- **Aim of the exercise**:
From the line containing "[[82, 35], [42, 157], [16, 21], [53, 26]]" through the last line of the records, print every line exactly and nothing more.
** Opening Provided data block **
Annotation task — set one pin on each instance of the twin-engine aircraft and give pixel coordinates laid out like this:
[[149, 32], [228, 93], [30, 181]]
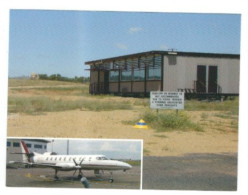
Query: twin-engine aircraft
[[71, 162]]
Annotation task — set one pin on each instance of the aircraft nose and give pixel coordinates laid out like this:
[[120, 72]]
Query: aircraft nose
[[127, 166]]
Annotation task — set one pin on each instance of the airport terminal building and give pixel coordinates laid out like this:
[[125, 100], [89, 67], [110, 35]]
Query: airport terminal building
[[193, 73]]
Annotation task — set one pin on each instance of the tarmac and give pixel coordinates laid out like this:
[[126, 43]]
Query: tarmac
[[202, 172], [44, 178]]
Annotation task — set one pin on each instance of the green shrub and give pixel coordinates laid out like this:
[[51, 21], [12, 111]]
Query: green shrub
[[170, 121]]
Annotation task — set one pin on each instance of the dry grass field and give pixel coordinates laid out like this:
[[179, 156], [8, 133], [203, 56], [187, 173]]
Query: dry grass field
[[65, 109]]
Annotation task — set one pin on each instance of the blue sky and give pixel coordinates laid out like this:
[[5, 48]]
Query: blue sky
[[51, 42], [118, 149]]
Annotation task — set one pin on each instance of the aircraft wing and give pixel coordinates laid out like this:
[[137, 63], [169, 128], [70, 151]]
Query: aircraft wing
[[37, 165]]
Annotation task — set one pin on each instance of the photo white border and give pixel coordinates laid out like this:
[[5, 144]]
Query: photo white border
[[185, 6], [89, 139]]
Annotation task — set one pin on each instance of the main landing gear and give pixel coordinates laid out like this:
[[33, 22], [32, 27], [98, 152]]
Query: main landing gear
[[56, 176], [111, 180]]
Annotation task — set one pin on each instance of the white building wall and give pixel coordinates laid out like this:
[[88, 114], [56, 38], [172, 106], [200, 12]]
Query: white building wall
[[184, 73]]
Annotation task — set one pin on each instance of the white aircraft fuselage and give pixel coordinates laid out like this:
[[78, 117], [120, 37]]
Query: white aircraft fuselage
[[71, 162]]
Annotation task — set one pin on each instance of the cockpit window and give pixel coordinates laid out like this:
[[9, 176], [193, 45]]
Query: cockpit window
[[101, 158]]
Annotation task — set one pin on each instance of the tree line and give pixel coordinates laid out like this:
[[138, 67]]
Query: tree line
[[58, 77]]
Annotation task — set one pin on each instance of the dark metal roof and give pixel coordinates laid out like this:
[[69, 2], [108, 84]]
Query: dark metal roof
[[38, 140], [194, 54]]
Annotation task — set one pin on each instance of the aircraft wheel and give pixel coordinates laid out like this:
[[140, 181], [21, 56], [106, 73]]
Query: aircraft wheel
[[80, 176], [111, 180]]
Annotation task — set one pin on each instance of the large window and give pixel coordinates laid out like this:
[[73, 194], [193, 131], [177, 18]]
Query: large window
[[38, 146], [29, 145], [138, 75], [126, 75], [16, 144], [154, 73], [113, 76]]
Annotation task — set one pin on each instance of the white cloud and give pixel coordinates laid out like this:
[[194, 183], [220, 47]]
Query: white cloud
[[121, 46], [133, 30]]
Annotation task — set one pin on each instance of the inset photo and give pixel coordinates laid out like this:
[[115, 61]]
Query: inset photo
[[74, 163]]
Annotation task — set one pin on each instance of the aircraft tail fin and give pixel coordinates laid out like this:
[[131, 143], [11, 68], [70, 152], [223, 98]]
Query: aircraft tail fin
[[26, 155]]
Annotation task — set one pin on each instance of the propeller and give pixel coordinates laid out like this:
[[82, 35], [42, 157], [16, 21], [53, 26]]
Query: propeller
[[77, 165]]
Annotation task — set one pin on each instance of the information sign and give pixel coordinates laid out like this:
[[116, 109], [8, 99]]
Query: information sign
[[166, 100]]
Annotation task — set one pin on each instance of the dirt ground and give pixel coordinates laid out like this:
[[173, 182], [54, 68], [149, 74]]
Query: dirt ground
[[108, 124], [217, 137]]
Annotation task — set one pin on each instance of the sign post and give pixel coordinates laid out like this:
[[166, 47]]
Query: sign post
[[167, 100]]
** Closing Provided data block **
- **Problem solution**:
[[82, 35], [42, 157], [16, 21], [53, 26]]
Query: propeller
[[77, 165]]
Annotation task — set one pin on each instance of the information sign and give pixel coordinates laid out like this:
[[116, 109], [8, 99]]
Query: information sign
[[166, 100]]
Annotation task — set one pin on each instance of the dirt ground and give pixel coordinates laid out like this:
[[173, 182], [54, 68], [149, 74]]
Query: dirt ground
[[108, 124], [217, 137]]
Annotation task — set one pin on each instance of the sign post and give pixel coordinates laid out like this:
[[166, 47]]
Query: sign post
[[167, 100]]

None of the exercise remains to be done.